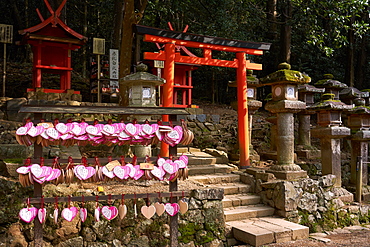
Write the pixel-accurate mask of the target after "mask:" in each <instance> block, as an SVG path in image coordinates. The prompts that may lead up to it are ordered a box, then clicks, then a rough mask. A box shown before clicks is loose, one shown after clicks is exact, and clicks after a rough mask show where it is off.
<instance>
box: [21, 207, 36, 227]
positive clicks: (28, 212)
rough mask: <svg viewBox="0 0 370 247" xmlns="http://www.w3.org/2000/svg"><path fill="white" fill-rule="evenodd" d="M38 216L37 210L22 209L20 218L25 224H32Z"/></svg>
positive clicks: (29, 208)
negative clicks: (33, 221) (33, 220)
mask: <svg viewBox="0 0 370 247" xmlns="http://www.w3.org/2000/svg"><path fill="white" fill-rule="evenodd" d="M36 215H37V208H35V207H30V208H22V209H21V211H19V218H21V220H23V221H24V222H27V223H30V222H31V221H32V220H33V219H34V218H35V217H36Z"/></svg>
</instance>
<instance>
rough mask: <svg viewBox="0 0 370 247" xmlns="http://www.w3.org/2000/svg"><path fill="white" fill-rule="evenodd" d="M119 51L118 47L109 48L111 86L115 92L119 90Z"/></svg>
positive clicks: (109, 60)
mask: <svg viewBox="0 0 370 247" xmlns="http://www.w3.org/2000/svg"><path fill="white" fill-rule="evenodd" d="M118 65H119V52H118V50H117V49H109V78H110V88H111V91H112V92H113V93H112V95H113V94H114V93H116V95H117V92H118V88H119V86H118V79H119V78H118V76H119V69H118Z"/></svg>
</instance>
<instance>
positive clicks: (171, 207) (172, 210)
mask: <svg viewBox="0 0 370 247" xmlns="http://www.w3.org/2000/svg"><path fill="white" fill-rule="evenodd" d="M165 209H166V213H167V214H168V215H170V216H174V215H176V214H177V213H178V212H179V210H180V207H179V204H177V203H166V204H165Z"/></svg>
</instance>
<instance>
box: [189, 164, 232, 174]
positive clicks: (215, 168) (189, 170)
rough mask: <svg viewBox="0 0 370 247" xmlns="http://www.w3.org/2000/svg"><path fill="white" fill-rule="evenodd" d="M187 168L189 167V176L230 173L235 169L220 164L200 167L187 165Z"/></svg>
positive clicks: (197, 166)
mask: <svg viewBox="0 0 370 247" xmlns="http://www.w3.org/2000/svg"><path fill="white" fill-rule="evenodd" d="M188 167H189V176H192V175H205V174H215V173H231V172H232V171H233V170H234V169H235V168H233V167H231V166H228V165H220V164H215V165H201V166H194V165H189V166H188Z"/></svg>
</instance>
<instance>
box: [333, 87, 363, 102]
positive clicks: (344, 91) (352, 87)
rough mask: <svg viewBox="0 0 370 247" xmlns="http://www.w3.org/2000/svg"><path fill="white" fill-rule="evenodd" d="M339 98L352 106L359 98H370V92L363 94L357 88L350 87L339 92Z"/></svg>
mask: <svg viewBox="0 0 370 247" xmlns="http://www.w3.org/2000/svg"><path fill="white" fill-rule="evenodd" d="M339 98H340V100H341V101H343V102H344V103H346V104H347V105H352V104H354V101H355V100H357V99H358V98H364V99H365V98H369V92H361V91H360V90H358V89H357V88H354V87H348V88H344V89H342V90H341V91H340V92H339Z"/></svg>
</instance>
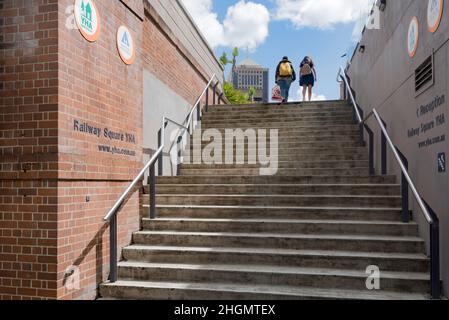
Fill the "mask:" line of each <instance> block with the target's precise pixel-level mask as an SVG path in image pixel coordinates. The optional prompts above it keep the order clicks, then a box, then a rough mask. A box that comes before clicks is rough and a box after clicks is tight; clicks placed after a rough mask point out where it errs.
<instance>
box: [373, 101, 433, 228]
mask: <svg viewBox="0 0 449 320" xmlns="http://www.w3.org/2000/svg"><path fill="white" fill-rule="evenodd" d="M373 114H374V117H375V118H376V120H377V122H378V124H379V126H380V128H381V130H382V132H383V134H384V135H385V138H386V139H387V142H388V144H389V146H390V148H391V150H392V151H393V154H394V157H395V158H396V160H397V162H398V164H399V166H400V167H401V170H402V173H403V174H404V176H405V178H406V179H407V182H408V184H409V186H410V189H412V192H413V195H414V196H415V198H416V201H418V204H419V206H420V207H421V210H422V212H423V213H424V217H425V218H426V220H427V222H428V223H429V224H433V223H434V220H433V218H432V216H431V215H430V213H429V211H428V210H427V207H426V205H425V204H424V201H423V200H422V197H421V196H420V195H419V192H418V190H417V189H416V187H415V184H414V183H413V180H412V179H411V178H410V175H409V174H408V170H407V168H406V167H405V165H404V162H403V161H402V159H401V157H400V156H399V153H398V151H397V150H396V147H395V146H394V144H393V141H392V140H391V138H390V135H389V134H388V131H387V129H386V128H385V126H384V124H383V122H382V120H381V118H380V116H379V113H377V110H376V109H373Z"/></svg>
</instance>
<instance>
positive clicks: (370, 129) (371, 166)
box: [363, 124, 376, 176]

==========

▶ **To-do item**: Format all of the data above as a JSON list of strings, with one string for each line and blank lines omitted. Leave the pictures out.

▶ **Response box**:
[
  "Write the pixel-accurate mask of the target after \"mask:\" in each <instance> block, as an SVG path in image coordinates. The prompts that may lead up to it are ordered a box, then clicks, then a rough mask. A box shown before clicks is loose, one shown after clicks is exact, and clicks after a rough mask show where it is off.",
  "<instance>",
  "box: [21, 207, 36, 227]",
  "positive clicks: (28, 212)",
  "rough mask: <svg viewBox=\"0 0 370 247\" xmlns=\"http://www.w3.org/2000/svg\"><path fill=\"white\" fill-rule=\"evenodd\" d=\"M38 216L37 210L22 209L20 218L25 224H32Z\"/></svg>",
  "positive clicks: (29, 208)",
  "negative clicks: (33, 221) (33, 220)",
  "mask: <svg viewBox=\"0 0 370 247\" xmlns=\"http://www.w3.org/2000/svg\"><path fill=\"white\" fill-rule=\"evenodd\" d=\"M36 215H37V208H35V207H30V208H22V209H21V211H19V218H21V220H23V221H24V222H27V223H30V222H31V221H32V220H33V219H34V218H35V217H36Z\"/></svg>",
  "</instance>",
  "<instance>",
  "rough mask: <svg viewBox=\"0 0 370 247\" xmlns=\"http://www.w3.org/2000/svg\"><path fill=\"white\" fill-rule=\"evenodd\" d=\"M119 51L118 47L109 48L111 86L115 92L119 90Z\"/></svg>",
  "positive clicks: (109, 60)",
  "mask: <svg viewBox=\"0 0 370 247\" xmlns=\"http://www.w3.org/2000/svg\"><path fill=\"white\" fill-rule=\"evenodd\" d=\"M118 65H119V52H118V50H117V49H109V78H110V88H111V91H112V92H113V93H112V95H113V94H114V93H116V95H117V92H118V88H119V86H118V79H119V78H118V76H119V69H118Z\"/></svg>",
  "</instance>",
  "<instance>",
  "positive clicks: (171, 207) (172, 210)",
  "mask: <svg viewBox=\"0 0 370 247\" xmlns=\"http://www.w3.org/2000/svg\"><path fill=\"white\" fill-rule=\"evenodd\" d=\"M165 209H166V213H167V214H168V215H170V216H174V215H176V214H177V213H178V212H179V210H180V207H179V204H177V203H166V204H165Z\"/></svg>",
  "</instance>",
  "<instance>",
  "box: [189, 164, 232, 174]",
  "positive clicks: (215, 168) (189, 170)",
  "rough mask: <svg viewBox=\"0 0 370 247\" xmlns=\"http://www.w3.org/2000/svg\"><path fill=\"white\" fill-rule=\"evenodd\" d=\"M187 168L189 167V176L230 173L235 169L220 164L200 167L187 165Z\"/></svg>",
  "positive clicks: (197, 166)",
  "mask: <svg viewBox=\"0 0 370 247\" xmlns=\"http://www.w3.org/2000/svg\"><path fill=\"white\" fill-rule=\"evenodd\" d=\"M188 167H189V176H192V175H205V174H215V173H231V172H232V171H233V170H234V169H235V168H233V167H231V166H228V165H220V164H215V165H201V166H194V165H189V166H188Z\"/></svg>",
  "</instance>",
  "<instance>",
  "box: [333, 87, 363, 102]",
  "positive clicks: (344, 91) (352, 87)",
  "rough mask: <svg viewBox=\"0 0 370 247\" xmlns=\"http://www.w3.org/2000/svg\"><path fill=\"white\" fill-rule=\"evenodd\" d=\"M339 98L352 106L359 98H370V92L363 94L357 88L350 87L339 92Z\"/></svg>",
  "mask: <svg viewBox=\"0 0 370 247\" xmlns=\"http://www.w3.org/2000/svg\"><path fill=\"white\" fill-rule=\"evenodd\" d=\"M339 98H340V100H341V101H343V102H344V103H346V104H347V105H352V104H354V101H355V100H357V99H358V98H364V99H365V98H369V92H361V91H360V90H358V89H357V88H354V87H348V88H344V89H342V90H341V91H340V92H339Z\"/></svg>",
  "</instance>",
  "Fill the \"mask:\" line of each <instance> block with the target's precise pixel-level mask as an SVG path in image pixel coordinates. The optional prompts above it keep the order clicks, then a box, then a rough mask. A box that comes before clicks is rough and a box after clicks is tight; clicks placed after a rough mask point out where it errs.",
  "<instance>",
  "box: [373, 101, 433, 228]",
  "mask: <svg viewBox=\"0 0 449 320\" xmlns=\"http://www.w3.org/2000/svg\"><path fill=\"white\" fill-rule=\"evenodd\" d=\"M373 114H374V117H375V118H376V120H377V122H378V124H379V126H380V128H381V130H382V132H383V134H384V135H385V138H386V139H387V142H388V144H389V146H390V148H391V150H392V151H393V154H394V157H395V158H396V160H397V162H398V164H399V166H400V167H401V170H402V173H403V174H404V176H405V178H406V179H407V182H408V184H409V186H410V189H412V192H413V195H414V196H415V198H416V201H418V204H419V206H420V207H421V210H422V212H423V213H424V217H425V218H426V220H427V222H428V223H429V224H433V223H434V220H433V218H432V216H431V215H430V213H429V211H428V210H427V207H426V205H425V204H424V201H423V200H422V197H421V196H420V195H419V192H418V190H417V189H416V187H415V184H414V183H413V180H412V179H411V178H410V175H409V174H408V170H407V168H406V167H405V165H404V162H403V161H402V159H401V157H400V156H399V153H398V151H397V150H396V147H395V146H394V144H393V141H392V140H391V138H390V135H389V134H388V131H387V129H386V128H385V126H384V124H383V122H382V120H381V118H380V116H379V113H377V110H376V109H373Z\"/></svg>",
  "</instance>",
  "<instance>",
  "positive clicks: (370, 129) (371, 166)",
  "box: [363, 124, 376, 176]"
]